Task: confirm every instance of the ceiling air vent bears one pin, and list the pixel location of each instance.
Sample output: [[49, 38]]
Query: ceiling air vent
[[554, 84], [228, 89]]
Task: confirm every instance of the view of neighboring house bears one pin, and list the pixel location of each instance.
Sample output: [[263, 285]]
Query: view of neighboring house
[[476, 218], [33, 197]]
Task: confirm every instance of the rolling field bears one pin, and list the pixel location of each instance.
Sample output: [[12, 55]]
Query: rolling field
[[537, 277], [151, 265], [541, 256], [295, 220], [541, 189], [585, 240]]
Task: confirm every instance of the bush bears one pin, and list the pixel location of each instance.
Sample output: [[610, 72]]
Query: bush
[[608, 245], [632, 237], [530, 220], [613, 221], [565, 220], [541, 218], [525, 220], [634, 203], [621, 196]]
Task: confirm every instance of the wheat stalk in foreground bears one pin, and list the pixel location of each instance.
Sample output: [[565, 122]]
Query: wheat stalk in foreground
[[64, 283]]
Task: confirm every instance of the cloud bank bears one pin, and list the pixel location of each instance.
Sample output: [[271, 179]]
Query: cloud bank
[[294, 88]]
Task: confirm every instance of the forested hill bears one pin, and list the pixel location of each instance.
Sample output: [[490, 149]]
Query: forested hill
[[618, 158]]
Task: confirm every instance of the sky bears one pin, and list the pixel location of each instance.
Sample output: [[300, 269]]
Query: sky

■ ■ ■ ■ ■ ■ ■

Recast the listing above as a Markdown table with a Row column that numbers each line and a Line column that holds its text, leaving out blank lines.

| Row | Line |
|---|---|
| 1 | Task: confirm every instance of the ceiling air vent bears one pin, and list the pixel location of each instance. |
| 2 | Sample output: [[49, 38]] |
| 3 | Query: ceiling air vent |
| 4 | [[554, 84], [228, 89]] |
| 5 | Task: confirm every instance of the view of neighboring house bears one pin, and list the pixel location of each instance. |
| 6 | Sample output: [[263, 285]] |
| 7 | Query: view of neighboring house |
| 8 | [[476, 218], [33, 197]] |
| 9 | Task: confirm every instance of the rolling field bears one pin, and list the pixel location of each instance. |
| 10 | Sample output: [[12, 55]] |
| 11 | Query: rolling field |
| 12 | [[537, 277], [151, 265], [541, 256], [295, 220], [541, 189], [585, 240]] |
| 13 | Task: confirm every instance of the bush bears one pin, and list the pixel location of each instance. |
| 14 | Sample output: [[610, 72]] |
| 15 | Query: bush |
| 16 | [[608, 245], [632, 237], [530, 220], [613, 221], [565, 220], [541, 218], [525, 220], [634, 203], [621, 196]] |
| 17 | Task: confirm every instance of the wheat stalk in foreground bears one pin, and list the pixel location of each instance. |
| 18 | Sample output: [[565, 122]] |
| 19 | Query: wheat stalk in foreground |
| 20 | [[64, 283]] |
| 21 | Task: confirm every instance of the cloud bank bears one pin, and list the pixel location of each instance. |
| 22 | Sample output: [[271, 179]] |
| 23 | Query: cloud bank |
| 24 | [[294, 88]] |
| 25 | Task: confirm every instance of the forested hill bears one pin, and list the pixel location of each instance. |
| 26 | Sample output: [[490, 149]] |
| 27 | Query: forested hill |
| 28 | [[618, 158]] |
| 29 | Task: confirm every instance of the sky bears one pin, and list the pixel location of each instance. |
| 30 | Sample output: [[300, 269]] |
| 31 | Query: sky |